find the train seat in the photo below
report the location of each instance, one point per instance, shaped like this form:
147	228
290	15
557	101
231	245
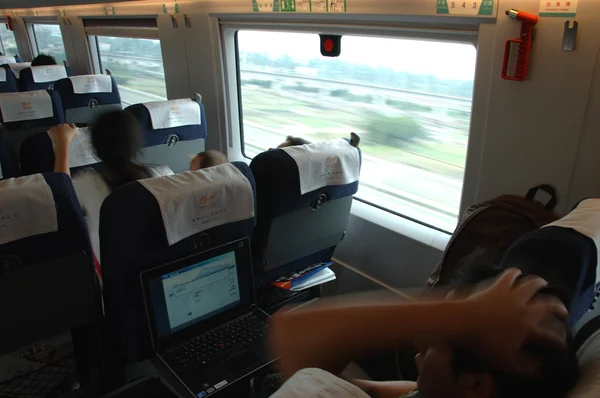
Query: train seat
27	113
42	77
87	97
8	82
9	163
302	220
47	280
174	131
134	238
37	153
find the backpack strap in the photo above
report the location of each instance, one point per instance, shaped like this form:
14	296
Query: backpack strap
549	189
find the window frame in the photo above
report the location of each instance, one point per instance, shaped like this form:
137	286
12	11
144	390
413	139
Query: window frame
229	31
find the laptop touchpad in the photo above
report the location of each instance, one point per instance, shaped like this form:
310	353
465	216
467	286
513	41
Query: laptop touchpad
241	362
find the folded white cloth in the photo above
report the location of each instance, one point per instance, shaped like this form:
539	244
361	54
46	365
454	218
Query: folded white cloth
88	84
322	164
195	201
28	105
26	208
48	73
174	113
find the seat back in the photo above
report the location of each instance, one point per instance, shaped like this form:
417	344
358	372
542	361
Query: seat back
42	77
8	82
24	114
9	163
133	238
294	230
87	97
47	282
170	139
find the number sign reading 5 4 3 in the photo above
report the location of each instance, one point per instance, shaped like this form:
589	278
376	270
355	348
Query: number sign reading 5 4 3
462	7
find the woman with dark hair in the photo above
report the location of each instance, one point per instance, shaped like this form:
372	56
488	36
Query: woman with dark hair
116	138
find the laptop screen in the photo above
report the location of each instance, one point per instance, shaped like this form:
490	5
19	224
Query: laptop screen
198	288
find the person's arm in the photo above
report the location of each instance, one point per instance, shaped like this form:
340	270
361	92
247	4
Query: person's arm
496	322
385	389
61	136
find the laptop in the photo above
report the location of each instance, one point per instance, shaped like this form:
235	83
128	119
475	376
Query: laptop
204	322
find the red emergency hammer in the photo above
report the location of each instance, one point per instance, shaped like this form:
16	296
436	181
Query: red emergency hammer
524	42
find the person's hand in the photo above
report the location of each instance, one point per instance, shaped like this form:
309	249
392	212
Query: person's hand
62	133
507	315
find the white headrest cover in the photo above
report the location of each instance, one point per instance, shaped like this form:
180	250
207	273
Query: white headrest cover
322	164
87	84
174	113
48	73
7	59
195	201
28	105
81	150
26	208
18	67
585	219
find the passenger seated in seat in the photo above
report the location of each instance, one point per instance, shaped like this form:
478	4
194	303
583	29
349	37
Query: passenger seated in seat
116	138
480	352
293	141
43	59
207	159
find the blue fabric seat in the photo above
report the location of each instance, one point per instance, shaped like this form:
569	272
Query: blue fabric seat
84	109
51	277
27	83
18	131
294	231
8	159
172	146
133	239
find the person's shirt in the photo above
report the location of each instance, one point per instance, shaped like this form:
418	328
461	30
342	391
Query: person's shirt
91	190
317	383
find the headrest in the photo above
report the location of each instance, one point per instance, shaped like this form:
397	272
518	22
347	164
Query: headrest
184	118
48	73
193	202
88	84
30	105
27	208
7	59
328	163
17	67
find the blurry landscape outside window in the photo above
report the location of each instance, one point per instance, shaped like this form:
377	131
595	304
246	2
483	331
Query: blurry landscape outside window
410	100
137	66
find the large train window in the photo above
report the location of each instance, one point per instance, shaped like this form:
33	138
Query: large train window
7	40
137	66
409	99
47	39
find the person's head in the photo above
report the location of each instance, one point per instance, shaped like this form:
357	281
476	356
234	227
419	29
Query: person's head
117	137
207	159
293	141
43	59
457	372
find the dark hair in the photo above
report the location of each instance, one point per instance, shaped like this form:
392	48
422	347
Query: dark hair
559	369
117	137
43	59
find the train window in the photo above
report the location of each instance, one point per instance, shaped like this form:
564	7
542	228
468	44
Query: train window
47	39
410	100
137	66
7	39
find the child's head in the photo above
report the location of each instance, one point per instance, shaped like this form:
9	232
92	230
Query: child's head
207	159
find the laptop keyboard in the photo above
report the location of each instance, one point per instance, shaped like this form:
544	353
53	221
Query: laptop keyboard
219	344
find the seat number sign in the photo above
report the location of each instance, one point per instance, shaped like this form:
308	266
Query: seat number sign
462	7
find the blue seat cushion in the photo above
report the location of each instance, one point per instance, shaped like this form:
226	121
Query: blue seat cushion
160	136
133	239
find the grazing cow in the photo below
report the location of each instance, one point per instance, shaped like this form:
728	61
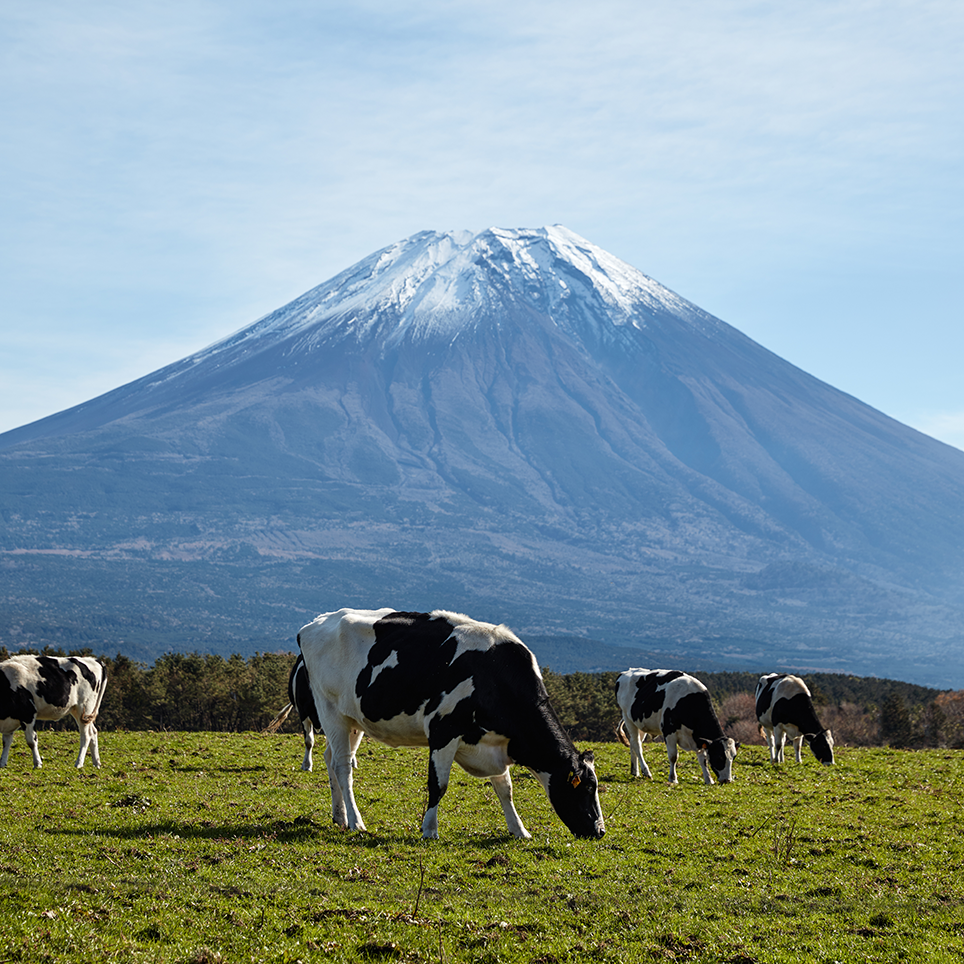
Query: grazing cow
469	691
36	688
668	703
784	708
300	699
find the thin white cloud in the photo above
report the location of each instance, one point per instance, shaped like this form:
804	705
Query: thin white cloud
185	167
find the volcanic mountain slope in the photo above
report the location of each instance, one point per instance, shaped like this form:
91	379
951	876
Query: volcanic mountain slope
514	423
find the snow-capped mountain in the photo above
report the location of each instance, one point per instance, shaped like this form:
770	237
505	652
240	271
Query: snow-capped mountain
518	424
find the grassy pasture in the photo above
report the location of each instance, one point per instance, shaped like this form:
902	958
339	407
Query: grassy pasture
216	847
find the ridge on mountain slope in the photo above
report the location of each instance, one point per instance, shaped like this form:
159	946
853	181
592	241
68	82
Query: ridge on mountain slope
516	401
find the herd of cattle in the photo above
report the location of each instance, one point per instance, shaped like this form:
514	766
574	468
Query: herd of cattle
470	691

++++++++++++++++++++

Exercise goal :: What is needed here is an exact copy of every record, with the pictures left out.

Output ::
find the train seat in the photo below
report the location of each instance, one point per instance, shaped like this form:
147	228
290	15
557	101
231	245
Query: train seat
27	113
42	77
87	97
8	82
9	163
302	220
47	280
174	131
134	238
37	153
find the backpack strap in the photo above
report the location of each instance, one point per instance, shaped like this form:
14	296
Query: backpack strap
549	189
find the window frame in the photo above
report the location of each instance, one point per instance, shaped like this form:
137	286
12	11
144	390
413	139
Query: window frame
229	31
find the laptop touchpad in the photo above
report the location of each instance, one point per instance, shaped like this form:
310	353
465	216
467	286
513	41
Query: laptop touchpad
241	362
find the folded white cloth in the photo above
report the location of each instance, one point per instance, shaped like this form:
539	244
361	54
46	365
454	218
Query: folded white cloth
88	84
322	164
195	201
28	105
26	208
48	73
174	113
find the seat back in the photo above
report the location of each instance, one point per instance, shaped like this form:
417	344
358	372
542	361
Query: seat back
42	77
8	82
24	114
9	163
133	238
294	230
87	97
47	282
170	139
find the number sign reading 5 4 3 in the photo above
report the location of each instance, one point per instance, shaped like this form:
589	278
376	270
355	348
Query: number sign reading 5 4 3
462	7
find the woman with dark hair in the photo above
report the location of each instance, one point per instance, shaped like this form:
372	56
488	36
Query: woman with dark hair
116	138
find the laptop screen in the photo above
report the location of each instance, one point per instance, shaped like this form:
490	5
19	224
Query: laptop screen
198	288
find the person's arm in the photo above
report the location of each instance, one point per instance, shaped like this form:
340	270
361	92
247	4
Query: person's arm
496	322
385	389
61	136
find the laptop in the photo above
report the location of each instance, one point per instance, shaped like this form:
235	83
128	119
475	376
Query: laptop
204	322
find the red emergency hammer in the photo above
report the location of each instance, one point per instance, shaped like this form:
16	296
436	181
Query: red emergency hammer
524	42
find the person's hand in the photo above
report the location of each instance, one point per instance, shaped like this form:
309	249
392	212
Query: person's hand
62	133
507	315
find the white headrest cover in the photo above
report the location of each instance, one point per instance, shaped like this form:
180	250
207	273
Query: white headrest cover
322	164
87	84
174	113
48	73
7	59
195	201
28	105
81	150
26	208
18	67
585	219
find the passenger seated in seat in the photo above
report the location of each instance, one point per instance, shaped like this form:
478	4
194	303
583	29
349	37
Query: passenger seated in seat
116	138
480	352
293	141
43	59
207	159
find the blue fabric seat in the photo above
report the location of each instance, one point per instance, shaped like this form:
569	272
Query: blue fabric seat
84	109
51	277
27	83
18	131
294	231
8	159
172	146
133	239
find the person's shirt in the photo above
report the location of each instance, one point per instance, shaped like this form:
418	328
461	30
342	391
Query: person's shirt
91	190
317	383
find the headrest in the photo above
report the location of each instance, one point per instance, shaped like this form:
397	272
518	22
347	164
Query: headrest
184	118
48	73
193	202
88	84
30	105
27	208
7	59
328	163
17	67
find the blurry landscape outside window in the photo above
report the location of each instance, one point per instance, shaped like this form:
377	131
595	304
246	2
483	331
Query: blurry landscape outside window
410	100
137	66
find the large train window in the photo above
report the location of each instance, one point per instance, shaped like this form:
33	138
Query: large train window
7	40
137	66
409	99
47	39
find the person's head in the photo above
report the location of each instance, one point per instance, shaped like this form:
357	281
476	356
234	227
419	29
Query: person's head
117	137
207	159
293	141
43	59
457	372
find the dark hair in the photo above
report the location of each instance, one point per instance, shaped like this form:
392	48
422	347
Query: dark hair
559	369
117	137
43	59
find the train window in the photo above
report the location of each instance, one point per instance, shaped like this form:
564	7
542	228
468	44
Query: train window
47	39
410	100
137	66
7	39
find the child's head in the photo above
report the location of each instance, one point per instance, shaped like this form:
9	232
92	230
Query: child's head
207	159
find the laptop keyboard in the photo above
report the location of each instance, one point per instance, shaped like this form:
544	353
53	221
Query: laptop keyboard
219	344
find the seat number sign in the photo above
report the location of each instance, one point per instance, shaped like this form:
308	266
Query: seat number sign
462	7
find the blue seat cushion in the photo above
report the location of each instance, one point per instance, shaped like this form:
226	121
Query: blue seat cushion
160	136
133	239
find the grazing cow in the photo below
report the location of each instance, one point per instance, shaped like this form:
728	61
Query: grazing cow
469	691
36	688
668	703
784	708
300	699
find the thin white cloud in the photo above
report the location of each instance, one point per instance, shaped like this form:
804	705
Query: thin white cloud
185	167
find the volcanic mountain slope in the photo above
report the location of each instance, one point per instance, shaped like this form:
91	379
951	876
Query: volcanic mountain slope
514	423
find the snow-capped mountain in the photo above
report the location of each instance, one point per instance, shaped like this form:
770	237
505	652
240	271
Query: snow-capped mountain
518	424
find the grassy pasture in the photo above
report the location of each instance, one point per instance, shaped like this form:
902	958
339	407
Query: grassy pasture
216	847
find the ridge on mountain slope in the photo above
report the location of each instance, one point per instance, shaped like this form:
159	946
853	181
592	241
68	82
Query: ridge on mountain slope
516	401
find the herd of cattle in the photo above
report the location of each instance, one point per instance, shaped like this form:
514	766
574	468
Query: herd of cattle
470	691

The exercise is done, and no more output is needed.